◆ **The problem**: In the kernel mailing-list thread below, why do ZONE_DEVICE private pages use the page->mapping and page->index fields?

*** Text shown

This comes over pretty agressive.  Please explain how making the
layout match how the code actually is used vs the previous separation
that is actively misleading and confused multiple people is "foolishness".
Christoph Hellwig July 22, 2019, 9:37 a.m. UTC | #6
Looks good modulo any potential kerneldoc issues for which I'm not
the expert:

Reviewed-by: Christoph Hellwig <hch@lst.de>
Matthew Wilcox July 22, 2019, 11:08 a.m. UTC | #7
On Sun, Jul 21, 2019 at 10:13:45PM -0700, Ira Weiny wrote:
> On Sun, Jul 21, 2019 at 09:02:04AM -0700, Matthew Wilcox wrote:
> > On Fri, Jul 19, 2019 at 12:29:53PM -0700, Ralph Campbell wrote:
> > > Struct page for ZONE_DEVICE private pages uses the page->mapping and
> > > and page->index fields while the source anonymous pages are migrated to
> > > device private memory. This is so rmap_walk() can find the page when
> > > migrating the ZONE_DEVICE private page back to system memory.
> > > ZONE_DEVICE pmem backed fsdax pages also use the page->mapping and
> > > page->index fields when files are mapped into a process address space.
> > > 
> > > Restructure struct page and add comments to make this more clear.
> > 
> > NAK.  I just got rid of this kind of foolishness from struct page,
> > and you're making it harder to understand, not easier.  The comments
> > could be improved, but don't lay it out like this again.
> 
> Was V1 of Ralphs patch ok?  It seemed ok to me.

Yes, v1 was fine.  This seems like a regression.
Ralph Campbell July 23, 2019, 9:25 p.m. UTC | #8
On 7/22/19 4:08 AM, Matthew Wilcox wrote:
> On Sun, Jul 21, 2019 at 10:13:45PM -0700, Ira Weiny wrote:
>> On Sun, Jul 21, 2019 at 09:02:04AM -0700, Matthew Wilcox wrote:
>>> On Fri, Jul 19, 2019 at 12:29:53PM -0700, Ralph Campbell wrote:
>>>> Struct page for ZONE_DEVICE private pages uses the page->mapping and
>>>> and page->index fields while the source anonymous pages are migrated to
>>>> device private memory. This is so rmap_walk() can find the page when
>>>> migrating the ZONE_DEVICE private page back to system memory.

******
*** Given records

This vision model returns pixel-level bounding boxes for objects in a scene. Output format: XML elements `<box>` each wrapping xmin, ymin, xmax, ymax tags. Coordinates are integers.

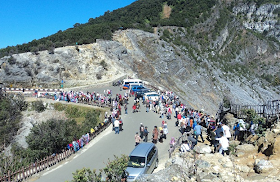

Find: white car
<box><xmin>144</xmin><ymin>92</ymin><xmax>159</xmax><ymax>101</ymax></box>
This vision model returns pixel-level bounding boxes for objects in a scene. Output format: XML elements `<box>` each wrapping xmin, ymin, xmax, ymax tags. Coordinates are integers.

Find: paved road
<box><xmin>30</xmin><ymin>86</ymin><xmax>180</xmax><ymax>182</ymax></box>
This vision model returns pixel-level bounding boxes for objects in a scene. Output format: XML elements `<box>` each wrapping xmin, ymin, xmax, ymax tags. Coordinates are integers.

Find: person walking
<box><xmin>153</xmin><ymin>126</ymin><xmax>158</xmax><ymax>144</ymax></box>
<box><xmin>139</xmin><ymin>123</ymin><xmax>145</xmax><ymax>139</ymax></box>
<box><xmin>144</xmin><ymin>126</ymin><xmax>149</xmax><ymax>142</ymax></box>
<box><xmin>187</xmin><ymin>133</ymin><xmax>197</xmax><ymax>149</ymax></box>
<box><xmin>124</xmin><ymin>104</ymin><xmax>127</xmax><ymax>114</ymax></box>
<box><xmin>194</xmin><ymin>123</ymin><xmax>204</xmax><ymax>143</ymax></box>
<box><xmin>114</xmin><ymin>118</ymin><xmax>120</xmax><ymax>134</ymax></box>
<box><xmin>134</xmin><ymin>132</ymin><xmax>141</xmax><ymax>147</ymax></box>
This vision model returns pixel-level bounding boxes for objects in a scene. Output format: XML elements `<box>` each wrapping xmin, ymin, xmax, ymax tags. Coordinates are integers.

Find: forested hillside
<box><xmin>0</xmin><ymin>0</ymin><xmax>216</xmax><ymax>57</ymax></box>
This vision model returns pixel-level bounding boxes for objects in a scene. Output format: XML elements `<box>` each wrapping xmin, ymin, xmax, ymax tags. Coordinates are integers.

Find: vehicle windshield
<box><xmin>127</xmin><ymin>156</ymin><xmax>145</xmax><ymax>168</ymax></box>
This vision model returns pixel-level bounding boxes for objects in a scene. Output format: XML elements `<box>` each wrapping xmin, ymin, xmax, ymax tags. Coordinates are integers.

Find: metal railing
<box><xmin>0</xmin><ymin>122</ymin><xmax>111</xmax><ymax>182</ymax></box>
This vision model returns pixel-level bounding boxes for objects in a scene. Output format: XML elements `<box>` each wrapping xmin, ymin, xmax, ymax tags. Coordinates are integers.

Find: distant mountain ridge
<box><xmin>0</xmin><ymin>0</ymin><xmax>280</xmax><ymax>113</ymax></box>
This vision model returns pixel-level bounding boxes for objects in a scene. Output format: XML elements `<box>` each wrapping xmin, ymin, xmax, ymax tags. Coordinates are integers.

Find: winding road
<box><xmin>28</xmin><ymin>85</ymin><xmax>180</xmax><ymax>182</ymax></box>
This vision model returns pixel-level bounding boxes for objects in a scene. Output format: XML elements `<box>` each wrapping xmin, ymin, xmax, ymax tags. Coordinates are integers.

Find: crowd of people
<box><xmin>48</xmin><ymin>80</ymin><xmax>242</xmax><ymax>154</ymax></box>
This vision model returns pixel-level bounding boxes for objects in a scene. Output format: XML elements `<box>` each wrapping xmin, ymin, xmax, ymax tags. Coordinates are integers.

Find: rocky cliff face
<box><xmin>0</xmin><ymin>1</ymin><xmax>280</xmax><ymax>114</ymax></box>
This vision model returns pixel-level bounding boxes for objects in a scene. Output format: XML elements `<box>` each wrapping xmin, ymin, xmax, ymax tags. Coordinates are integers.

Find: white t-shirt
<box><xmin>222</xmin><ymin>125</ymin><xmax>231</xmax><ymax>138</ymax></box>
<box><xmin>114</xmin><ymin>119</ymin><xmax>120</xmax><ymax>127</ymax></box>
<box><xmin>219</xmin><ymin>136</ymin><xmax>229</xmax><ymax>150</ymax></box>
<box><xmin>181</xmin><ymin>143</ymin><xmax>190</xmax><ymax>152</ymax></box>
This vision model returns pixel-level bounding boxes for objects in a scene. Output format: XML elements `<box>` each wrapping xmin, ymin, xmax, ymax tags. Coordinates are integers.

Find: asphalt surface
<box><xmin>29</xmin><ymin>85</ymin><xmax>180</xmax><ymax>182</ymax></box>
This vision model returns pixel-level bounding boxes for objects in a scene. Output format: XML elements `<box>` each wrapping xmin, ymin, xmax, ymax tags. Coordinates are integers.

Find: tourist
<box><xmin>124</xmin><ymin>104</ymin><xmax>127</xmax><ymax>114</ymax></box>
<box><xmin>153</xmin><ymin>126</ymin><xmax>158</xmax><ymax>144</ymax></box>
<box><xmin>233</xmin><ymin>122</ymin><xmax>240</xmax><ymax>140</ymax></box>
<box><xmin>187</xmin><ymin>133</ymin><xmax>197</xmax><ymax>149</ymax></box>
<box><xmin>134</xmin><ymin>132</ymin><xmax>141</xmax><ymax>147</ymax></box>
<box><xmin>194</xmin><ymin>123</ymin><xmax>204</xmax><ymax>143</ymax></box>
<box><xmin>144</xmin><ymin>126</ymin><xmax>149</xmax><ymax>142</ymax></box>
<box><xmin>139</xmin><ymin>123</ymin><xmax>145</xmax><ymax>139</ymax></box>
<box><xmin>219</xmin><ymin>132</ymin><xmax>229</xmax><ymax>155</ymax></box>
<box><xmin>179</xmin><ymin>140</ymin><xmax>190</xmax><ymax>153</ymax></box>
<box><xmin>222</xmin><ymin>121</ymin><xmax>231</xmax><ymax>140</ymax></box>
<box><xmin>114</xmin><ymin>118</ymin><xmax>120</xmax><ymax>134</ymax></box>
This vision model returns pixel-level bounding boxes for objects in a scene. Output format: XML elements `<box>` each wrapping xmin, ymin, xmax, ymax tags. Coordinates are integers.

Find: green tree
<box><xmin>26</xmin><ymin>119</ymin><xmax>72</xmax><ymax>160</ymax></box>
<box><xmin>103</xmin><ymin>155</ymin><xmax>129</xmax><ymax>182</ymax></box>
<box><xmin>0</xmin><ymin>92</ymin><xmax>27</xmax><ymax>144</ymax></box>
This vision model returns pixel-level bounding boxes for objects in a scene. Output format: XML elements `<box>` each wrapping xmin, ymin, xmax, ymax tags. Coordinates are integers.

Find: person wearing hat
<box><xmin>134</xmin><ymin>132</ymin><xmax>141</xmax><ymax>147</ymax></box>
<box><xmin>153</xmin><ymin>126</ymin><xmax>158</xmax><ymax>144</ymax></box>
<box><xmin>144</xmin><ymin>126</ymin><xmax>149</xmax><ymax>142</ymax></box>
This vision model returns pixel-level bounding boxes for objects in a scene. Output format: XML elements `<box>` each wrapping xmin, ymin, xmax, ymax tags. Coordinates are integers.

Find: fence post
<box><xmin>8</xmin><ymin>170</ymin><xmax>11</xmax><ymax>182</ymax></box>
<box><xmin>20</xmin><ymin>167</ymin><xmax>26</xmax><ymax>179</ymax></box>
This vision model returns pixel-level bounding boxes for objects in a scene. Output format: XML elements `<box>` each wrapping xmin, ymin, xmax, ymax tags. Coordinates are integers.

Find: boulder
<box><xmin>273</xmin><ymin>136</ymin><xmax>280</xmax><ymax>156</ymax></box>
<box><xmin>195</xmin><ymin>160</ymin><xmax>210</xmax><ymax>169</ymax></box>
<box><xmin>254</xmin><ymin>159</ymin><xmax>273</xmax><ymax>173</ymax></box>
<box><xmin>193</xmin><ymin>145</ymin><xmax>212</xmax><ymax>154</ymax></box>
<box><xmin>245</xmin><ymin>135</ymin><xmax>259</xmax><ymax>144</ymax></box>
<box><xmin>236</xmin><ymin>144</ymin><xmax>258</xmax><ymax>157</ymax></box>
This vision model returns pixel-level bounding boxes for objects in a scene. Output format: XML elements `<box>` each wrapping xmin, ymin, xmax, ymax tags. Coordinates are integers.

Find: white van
<box><xmin>123</xmin><ymin>79</ymin><xmax>143</xmax><ymax>89</ymax></box>
<box><xmin>126</xmin><ymin>142</ymin><xmax>158</xmax><ymax>182</ymax></box>
<box><xmin>144</xmin><ymin>92</ymin><xmax>160</xmax><ymax>101</ymax></box>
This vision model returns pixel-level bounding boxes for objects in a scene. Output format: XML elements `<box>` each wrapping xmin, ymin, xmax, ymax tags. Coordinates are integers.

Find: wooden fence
<box><xmin>0</xmin><ymin>122</ymin><xmax>111</xmax><ymax>182</ymax></box>
<box><xmin>221</xmin><ymin>100</ymin><xmax>280</xmax><ymax>119</ymax></box>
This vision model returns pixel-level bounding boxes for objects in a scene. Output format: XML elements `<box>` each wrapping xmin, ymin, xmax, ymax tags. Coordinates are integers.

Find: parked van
<box><xmin>126</xmin><ymin>142</ymin><xmax>158</xmax><ymax>181</ymax></box>
<box><xmin>144</xmin><ymin>92</ymin><xmax>159</xmax><ymax>101</ymax></box>
<box><xmin>123</xmin><ymin>79</ymin><xmax>143</xmax><ymax>90</ymax></box>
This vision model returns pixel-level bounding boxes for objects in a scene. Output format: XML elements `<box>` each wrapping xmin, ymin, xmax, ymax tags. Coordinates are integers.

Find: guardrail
<box><xmin>168</xmin><ymin>132</ymin><xmax>187</xmax><ymax>158</ymax></box>
<box><xmin>230</xmin><ymin>100</ymin><xmax>280</xmax><ymax>119</ymax></box>
<box><xmin>0</xmin><ymin>122</ymin><xmax>111</xmax><ymax>182</ymax></box>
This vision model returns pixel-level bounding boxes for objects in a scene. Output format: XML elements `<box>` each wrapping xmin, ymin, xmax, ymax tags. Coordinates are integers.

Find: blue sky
<box><xmin>0</xmin><ymin>0</ymin><xmax>136</xmax><ymax>48</ymax></box>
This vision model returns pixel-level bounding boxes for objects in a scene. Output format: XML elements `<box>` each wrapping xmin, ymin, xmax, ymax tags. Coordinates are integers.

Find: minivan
<box><xmin>144</xmin><ymin>92</ymin><xmax>160</xmax><ymax>101</ymax></box>
<box><xmin>126</xmin><ymin>142</ymin><xmax>158</xmax><ymax>181</ymax></box>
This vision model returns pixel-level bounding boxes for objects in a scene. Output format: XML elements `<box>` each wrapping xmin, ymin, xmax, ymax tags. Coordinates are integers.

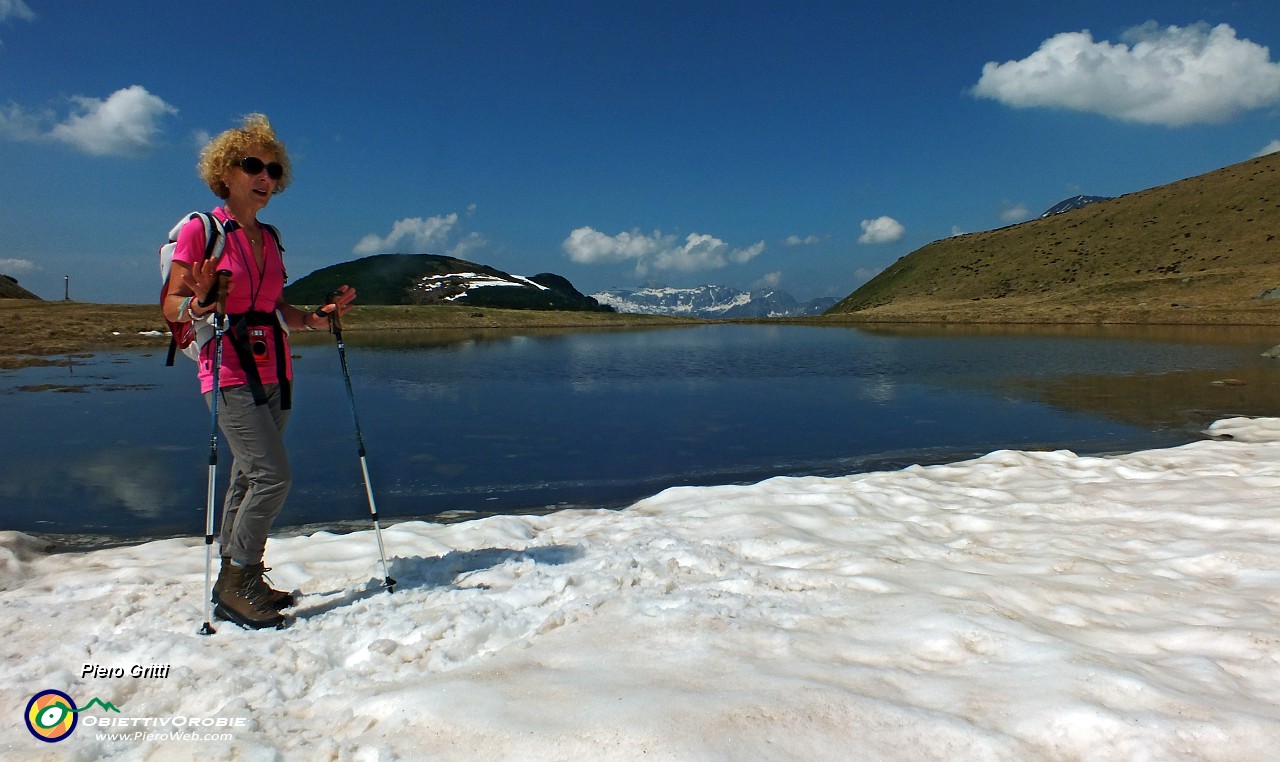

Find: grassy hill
<box><xmin>827</xmin><ymin>154</ymin><xmax>1280</xmax><ymax>324</ymax></box>
<box><xmin>0</xmin><ymin>274</ymin><xmax>40</xmax><ymax>298</ymax></box>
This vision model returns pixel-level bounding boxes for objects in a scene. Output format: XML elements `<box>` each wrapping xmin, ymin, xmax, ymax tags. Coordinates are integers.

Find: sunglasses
<box><xmin>241</xmin><ymin>156</ymin><xmax>284</xmax><ymax>179</ymax></box>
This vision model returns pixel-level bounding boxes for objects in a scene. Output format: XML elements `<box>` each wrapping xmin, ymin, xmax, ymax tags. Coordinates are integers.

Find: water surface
<box><xmin>0</xmin><ymin>324</ymin><xmax>1280</xmax><ymax>537</ymax></box>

******

◆ **Task result**: So that rmap_walk() can find the page when the ZONE_DEVICE private page is migrated back to system memory.